[Exercise description]: Convert the listing below into a Markdown table with the columns "Row" and "Line". Include only the lines from the one containing "the microphone stand" through the last line of the listing, number each row, and leave out any blank lines.
— START Given data —
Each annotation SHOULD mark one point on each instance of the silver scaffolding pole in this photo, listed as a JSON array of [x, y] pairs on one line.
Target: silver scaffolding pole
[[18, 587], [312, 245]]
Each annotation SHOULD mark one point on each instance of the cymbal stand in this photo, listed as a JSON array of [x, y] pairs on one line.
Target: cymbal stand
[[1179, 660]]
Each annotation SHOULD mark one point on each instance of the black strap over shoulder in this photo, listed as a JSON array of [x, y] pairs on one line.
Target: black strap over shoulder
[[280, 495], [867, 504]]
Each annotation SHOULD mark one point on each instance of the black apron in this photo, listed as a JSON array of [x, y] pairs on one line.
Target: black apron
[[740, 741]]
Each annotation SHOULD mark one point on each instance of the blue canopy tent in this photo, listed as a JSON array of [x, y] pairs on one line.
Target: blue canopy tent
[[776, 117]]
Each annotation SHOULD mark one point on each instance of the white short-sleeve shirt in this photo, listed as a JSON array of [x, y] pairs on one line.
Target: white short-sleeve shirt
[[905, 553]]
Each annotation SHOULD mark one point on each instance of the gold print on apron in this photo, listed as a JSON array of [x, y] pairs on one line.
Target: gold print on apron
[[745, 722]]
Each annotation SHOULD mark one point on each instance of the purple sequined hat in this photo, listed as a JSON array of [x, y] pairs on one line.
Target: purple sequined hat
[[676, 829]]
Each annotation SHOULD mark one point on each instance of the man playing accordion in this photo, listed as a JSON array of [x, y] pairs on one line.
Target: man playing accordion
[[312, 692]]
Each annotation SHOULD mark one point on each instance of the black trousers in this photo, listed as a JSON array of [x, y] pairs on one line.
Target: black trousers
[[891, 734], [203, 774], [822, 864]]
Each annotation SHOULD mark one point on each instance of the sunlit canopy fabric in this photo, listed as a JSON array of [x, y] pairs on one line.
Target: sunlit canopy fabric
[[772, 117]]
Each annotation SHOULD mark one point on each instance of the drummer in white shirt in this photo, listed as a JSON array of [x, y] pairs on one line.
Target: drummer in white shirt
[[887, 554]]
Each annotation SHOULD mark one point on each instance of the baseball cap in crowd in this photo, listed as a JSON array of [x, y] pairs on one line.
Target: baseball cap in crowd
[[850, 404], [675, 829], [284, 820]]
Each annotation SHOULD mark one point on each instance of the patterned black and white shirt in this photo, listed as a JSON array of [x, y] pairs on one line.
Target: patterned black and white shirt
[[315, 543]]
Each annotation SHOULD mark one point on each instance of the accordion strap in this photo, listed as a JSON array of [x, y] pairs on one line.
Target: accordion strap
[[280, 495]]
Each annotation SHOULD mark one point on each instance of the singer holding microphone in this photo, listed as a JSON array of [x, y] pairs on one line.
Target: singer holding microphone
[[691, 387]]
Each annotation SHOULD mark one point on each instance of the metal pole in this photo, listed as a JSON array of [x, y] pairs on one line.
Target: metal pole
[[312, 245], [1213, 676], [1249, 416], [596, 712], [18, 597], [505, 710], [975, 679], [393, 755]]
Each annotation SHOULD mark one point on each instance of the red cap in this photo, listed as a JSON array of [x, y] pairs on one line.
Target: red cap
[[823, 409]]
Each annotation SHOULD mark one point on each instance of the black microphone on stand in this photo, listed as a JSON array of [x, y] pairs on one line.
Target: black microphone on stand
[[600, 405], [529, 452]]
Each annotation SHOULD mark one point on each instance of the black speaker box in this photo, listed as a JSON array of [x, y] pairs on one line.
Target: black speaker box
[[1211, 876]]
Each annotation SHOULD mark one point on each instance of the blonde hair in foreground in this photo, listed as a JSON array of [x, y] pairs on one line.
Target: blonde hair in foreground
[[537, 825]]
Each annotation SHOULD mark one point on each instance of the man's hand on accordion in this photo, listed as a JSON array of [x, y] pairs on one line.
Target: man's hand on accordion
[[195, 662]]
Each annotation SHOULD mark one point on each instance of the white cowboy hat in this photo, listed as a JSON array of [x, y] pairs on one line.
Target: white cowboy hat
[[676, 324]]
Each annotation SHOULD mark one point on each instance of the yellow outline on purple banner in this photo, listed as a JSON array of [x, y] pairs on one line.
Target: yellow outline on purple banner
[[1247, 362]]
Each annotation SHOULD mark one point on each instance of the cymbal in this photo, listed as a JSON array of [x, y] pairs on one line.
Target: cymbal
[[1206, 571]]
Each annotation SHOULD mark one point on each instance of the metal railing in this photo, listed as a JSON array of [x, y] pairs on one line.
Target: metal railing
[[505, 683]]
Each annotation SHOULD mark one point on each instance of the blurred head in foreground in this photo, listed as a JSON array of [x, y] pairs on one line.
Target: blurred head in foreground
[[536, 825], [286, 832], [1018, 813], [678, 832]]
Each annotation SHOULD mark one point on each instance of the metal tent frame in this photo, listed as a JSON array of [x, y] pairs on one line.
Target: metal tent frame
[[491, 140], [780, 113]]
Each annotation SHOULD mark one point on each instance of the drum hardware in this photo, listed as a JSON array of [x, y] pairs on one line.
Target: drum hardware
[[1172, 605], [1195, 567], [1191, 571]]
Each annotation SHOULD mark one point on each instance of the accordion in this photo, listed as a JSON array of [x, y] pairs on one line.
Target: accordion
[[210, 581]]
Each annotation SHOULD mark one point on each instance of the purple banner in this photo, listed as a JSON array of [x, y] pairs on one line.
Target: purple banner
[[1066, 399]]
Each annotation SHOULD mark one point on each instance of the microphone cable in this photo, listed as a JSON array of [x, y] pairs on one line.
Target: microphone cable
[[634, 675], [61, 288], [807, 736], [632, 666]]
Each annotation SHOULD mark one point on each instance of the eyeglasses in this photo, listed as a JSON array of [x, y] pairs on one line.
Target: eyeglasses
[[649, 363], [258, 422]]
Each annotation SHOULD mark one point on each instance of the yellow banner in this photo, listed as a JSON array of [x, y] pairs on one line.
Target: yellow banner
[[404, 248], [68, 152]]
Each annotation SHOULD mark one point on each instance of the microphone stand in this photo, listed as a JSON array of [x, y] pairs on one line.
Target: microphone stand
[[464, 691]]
— END Given data —
[Worked solution]:
| Row | Line |
|---|---|
| 1 | Each annotation SHOULD mark one point on each instance of the microphone stand in this photo, listed as a JSON array of [x, y] pairs on one line. |
| 2 | Target: microphone stand |
| 3 | [[464, 691]] |